9 февраля в Париже состоялась грандиозная антифашистская манифестация. Я ходила на нее с отцом и моими политизированными друзьями. А 12 февраля вместе со всеми парижанами-республиканцами мы были на площади Республики, многие держались за руки. Молодые люди забирались на главную статую, я смотрела на них с восхищением – меня саму удержал отец. Люди пели, смеялись, плакали. Это был наш триумф. Республика была окончательно спасена, не оказалась поверженной.

После этих событий февраля 1934 года в среде французских левых зародилась идея создания Народного фронта. Но, чтобы это произошло, социалисты должны были сблизиться с коммунистами, с которыми постоянно конфликтовали. Базировалась идея на антифашизме. И спустя два года, в 1936-м, с помощью социалистической партии СФИО[14]14
  Французская секция Рабочего интернационала. – Прим. пер.


[Закрыть]
, Радикально-социалистической партии, Коммунистической партии, анархистов, всех французских левых организаций был создан Союз левых, будущий Народный фронт.


(АЖ) Есть ваша фотография, сделанная Пьером Жаме…

(ДВ) Пьер Жаме фотографировал меня совсем молодой, с шестнадцати лет. Он был моим первым возлюбленным. Пьер умер в 2000 году, ему было девяносто. Фотография, которую вы имеете в виду, где я с рюкзаком, в шортах и в грубых ботинках, не была постановочной – напротив, очень жизненной. Я направлялась в окрестности Этампа, где была молодежная гостиница. Шла пешком целый день, страшно устала, но была счастлива. Такой и запечатлел меня Пьер Жаме. Этот снимок был опубликован – и произвел сенсацию. Его потом часто использовали как символ Народного фронта, даже печатали на афишах.


Пьер Жаме: Дина на дороге около Вильнёв-сюр-Овер (деп. Эссонн), 1937 г.

◇ ◇ ◇ ◇ ◇ ◇ ◇

Задание:
Напишите продолжение воспоминаний о Народном фронте, начиная сразу после их последней фразы. Приведённые далее строки для работы не понадобятся.

◇ ◇ ◇ ◇ ◇ ◇ ◇

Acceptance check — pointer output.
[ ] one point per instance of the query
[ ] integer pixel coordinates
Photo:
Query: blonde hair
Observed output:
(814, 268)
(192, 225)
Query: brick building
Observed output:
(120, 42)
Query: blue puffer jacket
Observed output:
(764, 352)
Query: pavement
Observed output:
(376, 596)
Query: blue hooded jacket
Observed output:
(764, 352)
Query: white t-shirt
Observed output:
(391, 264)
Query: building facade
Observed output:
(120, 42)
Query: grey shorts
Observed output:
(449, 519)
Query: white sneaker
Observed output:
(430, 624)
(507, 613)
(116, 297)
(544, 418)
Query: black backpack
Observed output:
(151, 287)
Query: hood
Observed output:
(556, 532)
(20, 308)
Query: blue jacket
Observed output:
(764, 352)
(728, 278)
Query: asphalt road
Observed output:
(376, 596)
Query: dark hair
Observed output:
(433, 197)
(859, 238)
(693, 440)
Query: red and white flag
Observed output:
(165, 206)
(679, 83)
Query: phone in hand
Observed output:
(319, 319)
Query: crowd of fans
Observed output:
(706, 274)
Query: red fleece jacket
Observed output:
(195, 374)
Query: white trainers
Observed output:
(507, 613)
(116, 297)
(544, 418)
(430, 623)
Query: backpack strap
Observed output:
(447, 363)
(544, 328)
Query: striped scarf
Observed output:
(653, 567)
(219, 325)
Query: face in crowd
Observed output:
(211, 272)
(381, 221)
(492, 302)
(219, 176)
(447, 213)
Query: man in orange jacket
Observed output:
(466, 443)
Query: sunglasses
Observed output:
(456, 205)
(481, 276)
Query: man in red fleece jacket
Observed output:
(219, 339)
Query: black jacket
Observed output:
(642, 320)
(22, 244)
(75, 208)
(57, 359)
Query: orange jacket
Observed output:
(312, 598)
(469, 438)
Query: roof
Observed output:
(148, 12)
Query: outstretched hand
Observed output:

◇ ◇ ◇ ◇ ◇ ◇ ◇

Результат:
Знаете, я жила, опережая свою эпоху. Ходила в шортах в 1936 году, когда их еще никто не носил. Ездила так в метро, на меня фыркали. И я часто ходила в сандалиях, сандалиях Дункана – так тоже не было принято. В таких же сандалиях ходила писательница Колетт. Реймонд Дункан, изготавливавший их, был братом великой танцовщицы Айседоры Дункан. Они вместе открыли для себя Грецию, и эти сандалии были копией тех, что носили Сократ или Овидий. Реймонд Дункан ходил в греческой тунике. У него в Париже был свой дом, на улице Сены, 31, он назывался Академия и был создан по афинскому образцу. Иногда Реймонд читал там лекции, некоторые из них были просто фантастическими.

Немногим раньше была создана организация Молодежных гостиниц Франции. Я быстро в нее вступила. Поскольку меня часто фотографировал Пьер Жаме, я попадала на обложку журнала Le Cri des Auberges de Jeunesse[15]15
  «Крик молодежных гостиниц» (фр.).


[Закрыть]
. Там была молодежь, которая стремилась к чистоте, к природе. Мы говорили: «Нет танцзалу, да кемпингу». И это было так – нога моя не ступала в танцзалы. Мы проводили много времени в пути, путешествовали автостопом. Эта американская идея тогда только добралась до Франции, и нас таких оказалось немного. В новинку автостоп был и для автомобилистов, которые из любопытства останавливались – и возили нас по всей Франции.

Мы часто ночевали под открытым небом, пели, шли по полям, по берегу моря, плавали на острова Бретани. Я была членом многих ассоциаций, таких как «Друзья природы» и, естественно, «Красных соколов», молодежной организации социалистов. Жаме сделал множество фотографий того периода, тысячи снимков молодых людей того времени. Это просто невероятные документы для будущих историков. Время Народного фронта! Потрясающее, замечательное время!


(АЖ) То есть вы позировали не только для художников и скульпторов!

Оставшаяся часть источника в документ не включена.